■ Text excerpt:
BEGIN

The user is encouraged to fiddle with their settings via the web/db/master machine - but ultimately any settings actually applied and used upon the MX boxes. This was initially achieved by having MySQL database slaves, but eventually I settled upon a simpler and more robust scheme: Using the filesystem. (Many reasons why, but perhaps the simplest justification is that this way things continue to work even if the master machine goes offline, or there are network routing issues. Each MX machine is essentially standalone and doesn't need to be always talking to the master host. This is good.)

On the master each domain has settings beneath /srv. Changes are applied to the files there, and to make the settings live on the slave MX boxes I can merely rsync the contents over.

END

■ Given data:
BEGIN

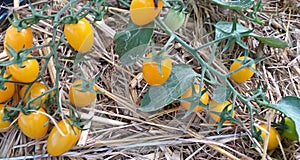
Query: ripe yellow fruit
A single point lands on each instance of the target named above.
(204, 99)
(243, 74)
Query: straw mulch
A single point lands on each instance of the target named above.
(118, 131)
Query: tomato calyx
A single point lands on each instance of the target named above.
(286, 128)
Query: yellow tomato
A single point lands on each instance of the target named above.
(8, 92)
(219, 107)
(34, 125)
(80, 35)
(243, 74)
(151, 73)
(143, 12)
(34, 91)
(4, 125)
(204, 99)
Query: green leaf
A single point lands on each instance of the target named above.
(180, 80)
(235, 5)
(221, 94)
(132, 43)
(290, 106)
(271, 41)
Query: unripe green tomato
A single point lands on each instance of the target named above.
(174, 19)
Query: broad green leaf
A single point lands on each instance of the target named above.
(223, 27)
(290, 106)
(221, 94)
(180, 81)
(235, 5)
(132, 43)
(271, 41)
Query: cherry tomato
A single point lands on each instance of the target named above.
(80, 98)
(151, 73)
(4, 125)
(58, 144)
(174, 19)
(18, 40)
(80, 35)
(290, 132)
(35, 90)
(204, 99)
(273, 143)
(243, 74)
(219, 107)
(34, 125)
(27, 73)
(143, 12)
(8, 92)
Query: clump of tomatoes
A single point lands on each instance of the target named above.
(22, 75)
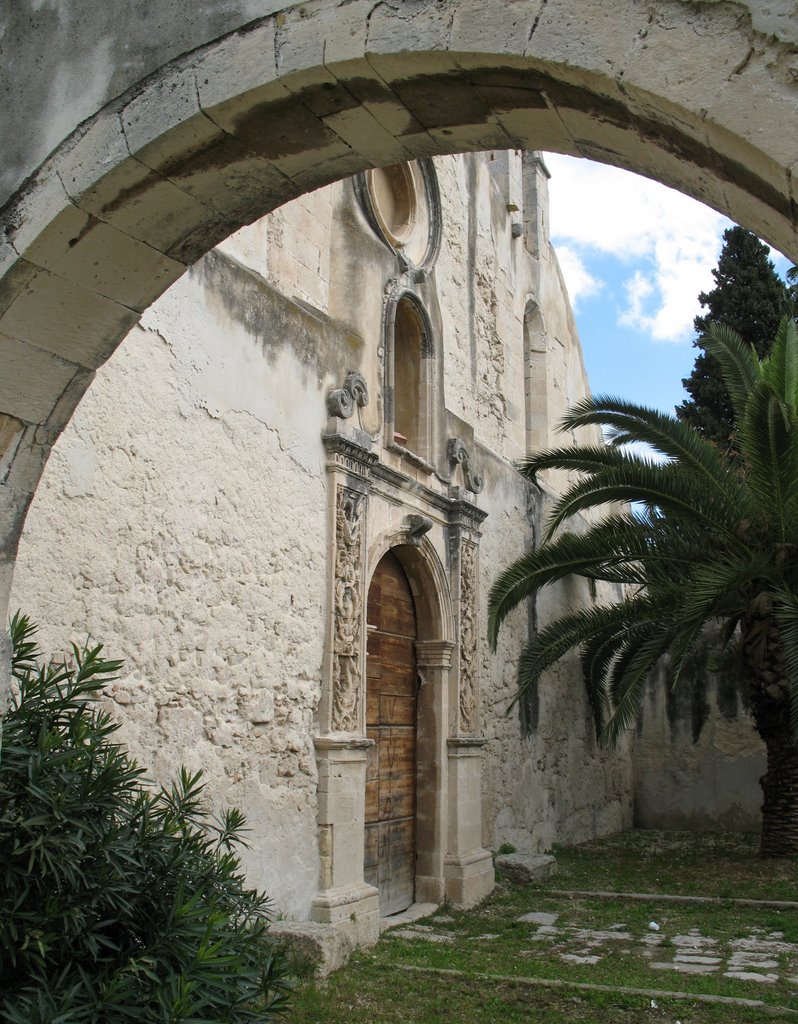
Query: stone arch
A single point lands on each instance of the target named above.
(433, 653)
(228, 118)
(410, 375)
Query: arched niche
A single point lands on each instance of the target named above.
(535, 384)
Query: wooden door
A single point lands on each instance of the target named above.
(390, 722)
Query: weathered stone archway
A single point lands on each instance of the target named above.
(219, 120)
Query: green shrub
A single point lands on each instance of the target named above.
(118, 902)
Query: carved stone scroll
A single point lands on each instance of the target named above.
(342, 401)
(457, 452)
(347, 609)
(468, 637)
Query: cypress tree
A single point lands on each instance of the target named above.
(748, 296)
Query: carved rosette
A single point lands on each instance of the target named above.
(347, 616)
(468, 688)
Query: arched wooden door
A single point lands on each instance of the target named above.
(390, 722)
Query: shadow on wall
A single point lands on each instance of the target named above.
(697, 756)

END

■ Required work:
1. Answer these questions from the excerpt on MX settings:
(a) What did the author first use to apply settings on the MX boxes?
(b) What simpler scheme was eventually chosen instead?
(c) On the master, where does each domain keep its settings?
2. Reproduce exactly the part of the entries that opens with the line containing "Query: shadow on wall" and runs through the last line of the entries, including both ends.

■ Solution list:
1.
(a) MySQL database slaves.
(b) Using the filesystem.
(c) Beneath /srv.

2.
Query: shadow on wall
A single point lands on each instance of the target named above.
(697, 756)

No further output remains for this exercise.